Entries from a pointing dataset
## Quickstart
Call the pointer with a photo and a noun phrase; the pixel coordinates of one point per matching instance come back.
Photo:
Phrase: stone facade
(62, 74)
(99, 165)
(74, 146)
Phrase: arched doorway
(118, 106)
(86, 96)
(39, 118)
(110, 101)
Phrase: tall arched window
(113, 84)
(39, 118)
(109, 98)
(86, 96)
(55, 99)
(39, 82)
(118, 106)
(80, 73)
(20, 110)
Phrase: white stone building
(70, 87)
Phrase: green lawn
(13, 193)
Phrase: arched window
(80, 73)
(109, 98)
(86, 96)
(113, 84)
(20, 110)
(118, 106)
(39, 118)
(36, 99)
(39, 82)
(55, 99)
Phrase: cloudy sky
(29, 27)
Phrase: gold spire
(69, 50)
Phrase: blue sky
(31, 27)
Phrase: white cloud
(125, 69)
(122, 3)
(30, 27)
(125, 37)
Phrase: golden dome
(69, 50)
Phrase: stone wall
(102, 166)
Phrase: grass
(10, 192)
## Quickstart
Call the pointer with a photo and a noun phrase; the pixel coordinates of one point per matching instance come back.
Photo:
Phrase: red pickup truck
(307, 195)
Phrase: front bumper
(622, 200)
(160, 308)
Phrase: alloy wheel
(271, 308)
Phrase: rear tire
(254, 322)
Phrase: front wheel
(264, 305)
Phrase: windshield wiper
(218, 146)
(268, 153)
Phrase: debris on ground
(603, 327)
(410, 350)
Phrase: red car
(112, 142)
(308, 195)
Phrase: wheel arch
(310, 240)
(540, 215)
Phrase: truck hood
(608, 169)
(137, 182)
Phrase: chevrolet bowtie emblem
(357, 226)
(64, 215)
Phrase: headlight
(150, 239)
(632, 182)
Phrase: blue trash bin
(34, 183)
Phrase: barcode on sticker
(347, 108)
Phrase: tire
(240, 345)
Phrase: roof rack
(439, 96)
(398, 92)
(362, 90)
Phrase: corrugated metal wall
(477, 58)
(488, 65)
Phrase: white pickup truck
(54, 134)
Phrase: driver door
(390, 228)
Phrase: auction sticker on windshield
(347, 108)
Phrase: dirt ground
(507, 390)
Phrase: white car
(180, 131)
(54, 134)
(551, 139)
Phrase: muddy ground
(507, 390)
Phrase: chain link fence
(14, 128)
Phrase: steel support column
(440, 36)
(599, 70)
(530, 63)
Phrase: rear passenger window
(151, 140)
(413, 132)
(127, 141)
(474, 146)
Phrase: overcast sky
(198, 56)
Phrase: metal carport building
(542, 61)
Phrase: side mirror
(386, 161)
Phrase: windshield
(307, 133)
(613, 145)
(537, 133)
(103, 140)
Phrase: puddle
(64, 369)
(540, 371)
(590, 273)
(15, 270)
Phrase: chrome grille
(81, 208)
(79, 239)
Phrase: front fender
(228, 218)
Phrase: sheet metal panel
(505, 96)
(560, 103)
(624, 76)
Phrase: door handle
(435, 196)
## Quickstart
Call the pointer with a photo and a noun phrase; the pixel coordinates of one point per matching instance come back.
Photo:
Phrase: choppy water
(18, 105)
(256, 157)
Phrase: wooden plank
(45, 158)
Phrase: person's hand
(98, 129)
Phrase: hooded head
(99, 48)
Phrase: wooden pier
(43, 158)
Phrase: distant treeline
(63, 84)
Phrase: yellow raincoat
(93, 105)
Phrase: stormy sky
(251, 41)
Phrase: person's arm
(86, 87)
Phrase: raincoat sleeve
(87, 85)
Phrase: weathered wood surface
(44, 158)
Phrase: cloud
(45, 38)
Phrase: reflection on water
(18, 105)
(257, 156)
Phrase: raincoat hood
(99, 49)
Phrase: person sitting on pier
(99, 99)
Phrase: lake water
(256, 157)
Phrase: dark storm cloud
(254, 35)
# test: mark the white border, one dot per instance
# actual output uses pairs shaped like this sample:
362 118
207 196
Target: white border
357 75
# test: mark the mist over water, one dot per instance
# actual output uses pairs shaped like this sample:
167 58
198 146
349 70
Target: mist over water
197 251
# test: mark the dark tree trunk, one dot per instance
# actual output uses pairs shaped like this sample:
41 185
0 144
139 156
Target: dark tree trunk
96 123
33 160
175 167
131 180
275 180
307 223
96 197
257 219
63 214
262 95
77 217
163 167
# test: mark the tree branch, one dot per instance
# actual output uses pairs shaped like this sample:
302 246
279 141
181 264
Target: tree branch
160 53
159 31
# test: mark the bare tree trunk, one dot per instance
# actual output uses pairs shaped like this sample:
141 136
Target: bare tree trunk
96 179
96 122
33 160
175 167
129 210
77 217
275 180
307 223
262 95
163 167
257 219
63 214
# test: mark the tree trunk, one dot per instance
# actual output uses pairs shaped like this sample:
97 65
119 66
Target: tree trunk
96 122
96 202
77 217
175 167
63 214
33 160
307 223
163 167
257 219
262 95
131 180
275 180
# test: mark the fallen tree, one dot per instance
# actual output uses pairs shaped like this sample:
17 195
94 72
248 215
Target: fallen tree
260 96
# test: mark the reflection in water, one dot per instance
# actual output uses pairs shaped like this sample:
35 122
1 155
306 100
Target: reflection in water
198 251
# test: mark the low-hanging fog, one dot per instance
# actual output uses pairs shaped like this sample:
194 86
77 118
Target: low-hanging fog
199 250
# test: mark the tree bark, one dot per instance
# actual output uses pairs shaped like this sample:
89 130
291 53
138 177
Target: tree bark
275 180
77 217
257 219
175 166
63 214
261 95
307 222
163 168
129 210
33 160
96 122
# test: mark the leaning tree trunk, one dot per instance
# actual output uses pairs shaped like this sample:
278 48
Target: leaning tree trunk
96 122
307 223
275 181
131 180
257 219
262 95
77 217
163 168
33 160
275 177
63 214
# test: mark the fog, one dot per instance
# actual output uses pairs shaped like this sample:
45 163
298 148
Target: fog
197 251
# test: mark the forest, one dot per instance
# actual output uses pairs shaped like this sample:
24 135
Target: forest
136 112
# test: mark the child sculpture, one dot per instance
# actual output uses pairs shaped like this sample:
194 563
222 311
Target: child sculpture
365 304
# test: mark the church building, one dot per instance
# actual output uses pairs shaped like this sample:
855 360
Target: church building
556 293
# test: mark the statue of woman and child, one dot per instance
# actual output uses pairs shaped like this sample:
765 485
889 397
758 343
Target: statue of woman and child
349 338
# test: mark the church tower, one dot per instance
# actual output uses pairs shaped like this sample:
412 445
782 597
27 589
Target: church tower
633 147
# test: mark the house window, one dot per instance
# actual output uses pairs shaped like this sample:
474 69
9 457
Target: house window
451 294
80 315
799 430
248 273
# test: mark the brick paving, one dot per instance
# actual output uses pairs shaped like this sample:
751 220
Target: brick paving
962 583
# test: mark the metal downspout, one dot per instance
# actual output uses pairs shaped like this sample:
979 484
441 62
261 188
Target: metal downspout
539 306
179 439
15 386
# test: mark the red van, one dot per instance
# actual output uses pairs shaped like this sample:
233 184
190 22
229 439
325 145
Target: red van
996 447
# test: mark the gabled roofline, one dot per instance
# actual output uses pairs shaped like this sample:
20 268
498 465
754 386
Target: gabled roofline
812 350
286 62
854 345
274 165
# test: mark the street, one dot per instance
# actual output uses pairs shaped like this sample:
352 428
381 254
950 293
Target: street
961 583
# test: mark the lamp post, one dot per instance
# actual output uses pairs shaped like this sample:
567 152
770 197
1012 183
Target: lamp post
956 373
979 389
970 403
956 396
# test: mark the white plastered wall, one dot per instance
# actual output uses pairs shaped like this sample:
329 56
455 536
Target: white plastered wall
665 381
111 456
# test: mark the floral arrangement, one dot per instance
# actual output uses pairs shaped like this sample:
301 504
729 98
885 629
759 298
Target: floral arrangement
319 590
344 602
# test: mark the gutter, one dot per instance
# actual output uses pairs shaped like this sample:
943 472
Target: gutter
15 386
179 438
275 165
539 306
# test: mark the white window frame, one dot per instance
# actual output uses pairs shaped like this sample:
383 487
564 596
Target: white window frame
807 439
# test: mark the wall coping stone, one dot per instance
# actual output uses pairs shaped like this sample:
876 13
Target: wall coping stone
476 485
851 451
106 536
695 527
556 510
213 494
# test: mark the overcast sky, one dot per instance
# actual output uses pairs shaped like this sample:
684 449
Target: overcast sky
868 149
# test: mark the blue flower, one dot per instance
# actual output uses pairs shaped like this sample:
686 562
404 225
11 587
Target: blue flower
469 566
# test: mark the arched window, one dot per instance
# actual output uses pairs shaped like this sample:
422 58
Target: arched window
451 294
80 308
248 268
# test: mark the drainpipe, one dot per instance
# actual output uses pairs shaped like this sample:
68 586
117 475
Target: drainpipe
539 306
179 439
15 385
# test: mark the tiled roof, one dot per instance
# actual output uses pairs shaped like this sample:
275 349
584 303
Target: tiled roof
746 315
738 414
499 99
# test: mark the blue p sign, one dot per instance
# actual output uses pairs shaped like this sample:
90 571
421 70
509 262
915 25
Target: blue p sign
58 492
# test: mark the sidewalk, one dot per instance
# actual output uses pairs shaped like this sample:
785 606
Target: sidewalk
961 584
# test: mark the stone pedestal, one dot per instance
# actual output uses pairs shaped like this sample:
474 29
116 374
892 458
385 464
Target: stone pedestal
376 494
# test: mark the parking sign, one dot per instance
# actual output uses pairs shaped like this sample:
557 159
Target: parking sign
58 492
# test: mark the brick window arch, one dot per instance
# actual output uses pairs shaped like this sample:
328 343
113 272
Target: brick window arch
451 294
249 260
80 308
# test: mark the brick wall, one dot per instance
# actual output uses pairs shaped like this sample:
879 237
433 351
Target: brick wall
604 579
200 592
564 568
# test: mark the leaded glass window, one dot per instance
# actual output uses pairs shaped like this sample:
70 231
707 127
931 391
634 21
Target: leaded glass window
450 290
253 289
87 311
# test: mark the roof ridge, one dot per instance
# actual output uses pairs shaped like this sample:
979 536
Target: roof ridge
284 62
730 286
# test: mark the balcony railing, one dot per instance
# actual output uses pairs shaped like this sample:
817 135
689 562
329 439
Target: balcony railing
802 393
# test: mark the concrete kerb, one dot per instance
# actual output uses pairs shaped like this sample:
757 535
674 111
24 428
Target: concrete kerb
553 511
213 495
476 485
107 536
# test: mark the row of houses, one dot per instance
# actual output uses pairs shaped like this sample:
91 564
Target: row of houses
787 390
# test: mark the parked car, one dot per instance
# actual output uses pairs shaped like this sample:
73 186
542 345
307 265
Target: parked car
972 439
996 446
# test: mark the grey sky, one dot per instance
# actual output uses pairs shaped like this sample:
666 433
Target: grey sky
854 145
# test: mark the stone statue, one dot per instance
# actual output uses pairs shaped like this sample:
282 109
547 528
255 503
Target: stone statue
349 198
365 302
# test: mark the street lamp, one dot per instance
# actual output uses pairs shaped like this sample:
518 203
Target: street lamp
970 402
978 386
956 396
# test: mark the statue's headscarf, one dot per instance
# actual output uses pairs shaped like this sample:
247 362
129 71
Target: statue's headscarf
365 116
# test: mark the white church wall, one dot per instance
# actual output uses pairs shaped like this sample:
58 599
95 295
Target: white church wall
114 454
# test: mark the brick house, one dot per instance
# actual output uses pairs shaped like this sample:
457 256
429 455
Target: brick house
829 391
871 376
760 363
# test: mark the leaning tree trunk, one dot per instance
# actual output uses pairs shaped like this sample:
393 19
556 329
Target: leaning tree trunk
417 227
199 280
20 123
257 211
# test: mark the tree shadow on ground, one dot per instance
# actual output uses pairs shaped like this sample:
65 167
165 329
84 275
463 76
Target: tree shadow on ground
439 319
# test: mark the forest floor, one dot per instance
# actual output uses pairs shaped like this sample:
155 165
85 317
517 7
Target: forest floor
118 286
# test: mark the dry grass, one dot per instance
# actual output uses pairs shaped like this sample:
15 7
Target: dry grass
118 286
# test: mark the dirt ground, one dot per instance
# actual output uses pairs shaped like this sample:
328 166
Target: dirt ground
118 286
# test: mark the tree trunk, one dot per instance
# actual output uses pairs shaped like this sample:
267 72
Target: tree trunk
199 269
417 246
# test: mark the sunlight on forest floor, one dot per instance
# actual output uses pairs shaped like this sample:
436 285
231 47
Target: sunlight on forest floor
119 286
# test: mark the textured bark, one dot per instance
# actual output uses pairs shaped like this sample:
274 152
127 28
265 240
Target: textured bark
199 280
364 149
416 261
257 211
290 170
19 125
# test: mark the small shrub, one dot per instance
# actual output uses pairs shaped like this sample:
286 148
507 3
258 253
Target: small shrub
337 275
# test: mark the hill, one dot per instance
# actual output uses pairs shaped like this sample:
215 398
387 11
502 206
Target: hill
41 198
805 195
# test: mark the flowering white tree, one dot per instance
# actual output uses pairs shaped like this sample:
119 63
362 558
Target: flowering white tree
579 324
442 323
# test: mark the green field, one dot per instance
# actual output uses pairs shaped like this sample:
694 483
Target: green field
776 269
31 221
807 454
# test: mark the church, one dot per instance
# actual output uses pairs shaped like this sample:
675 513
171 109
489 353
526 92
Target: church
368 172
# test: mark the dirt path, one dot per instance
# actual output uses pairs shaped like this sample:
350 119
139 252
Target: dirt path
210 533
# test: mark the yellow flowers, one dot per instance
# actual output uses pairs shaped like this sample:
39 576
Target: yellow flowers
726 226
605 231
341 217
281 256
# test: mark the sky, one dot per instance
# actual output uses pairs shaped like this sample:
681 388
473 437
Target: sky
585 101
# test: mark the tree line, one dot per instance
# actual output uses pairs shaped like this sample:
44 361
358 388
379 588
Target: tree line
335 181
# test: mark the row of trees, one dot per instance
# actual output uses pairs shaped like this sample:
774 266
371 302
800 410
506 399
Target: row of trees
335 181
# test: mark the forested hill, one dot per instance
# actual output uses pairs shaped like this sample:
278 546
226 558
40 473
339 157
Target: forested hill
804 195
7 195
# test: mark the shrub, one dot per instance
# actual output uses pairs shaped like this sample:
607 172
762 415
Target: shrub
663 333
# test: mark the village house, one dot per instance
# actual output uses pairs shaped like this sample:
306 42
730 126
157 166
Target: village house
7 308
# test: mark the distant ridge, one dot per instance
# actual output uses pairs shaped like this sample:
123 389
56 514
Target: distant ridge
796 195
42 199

■ **TASK TO CARRY OUT**: Everything from the line containing "# test: mark the dirt path, one" to the last line of the entries above should be quoted exactly, and only that.

■ **RESPONSE TO THE TASK**:
# test: mark the dirt path, one dot per instance
# actual output uses pairs shaped like this sample:
350 119
139 252
Target: dirt path
210 533
# test: mark the yellow flowers, one dot per instance
# actual output uses pairs shaped like this sample:
39 576
Target: yellow flowers
726 226
605 231
341 217
281 256
# test: mark the sky, one dot per instance
# actual output uses pairs shaped like this sample:
681 388
473 437
Target: sky
585 101
# test: mark the tree line, one dot per instance
# actual output uses pairs shaped like this sample:
44 361
358 388
379 588
Target: tree line
335 181
# test: mark the row of trees, one dot per instance
# actual output uses pairs shaped like this sample:
774 266
371 302
800 410
506 399
Target: row of trees
335 181
# test: mark the forested hill, one dot per instance
# actual output uses pairs shaped like this sample:
278 546
226 558
40 473
339 157
Target: forested hill
804 195
7 195
# test: mark the shrub, one dot per instance
# actual output uses pairs shaped like this sample:
607 172
762 415
Target: shrub
663 333
# test: mark the village house, one dot per instance
# actual output uses pairs shaped like this sample:
306 42
730 126
157 166
Target: village house
7 308
# test: mark the distant ridge, one dot per instance
# actual output uses pairs shaped like this sample:
123 389
56 514
Target: distant ridge
796 195
42 199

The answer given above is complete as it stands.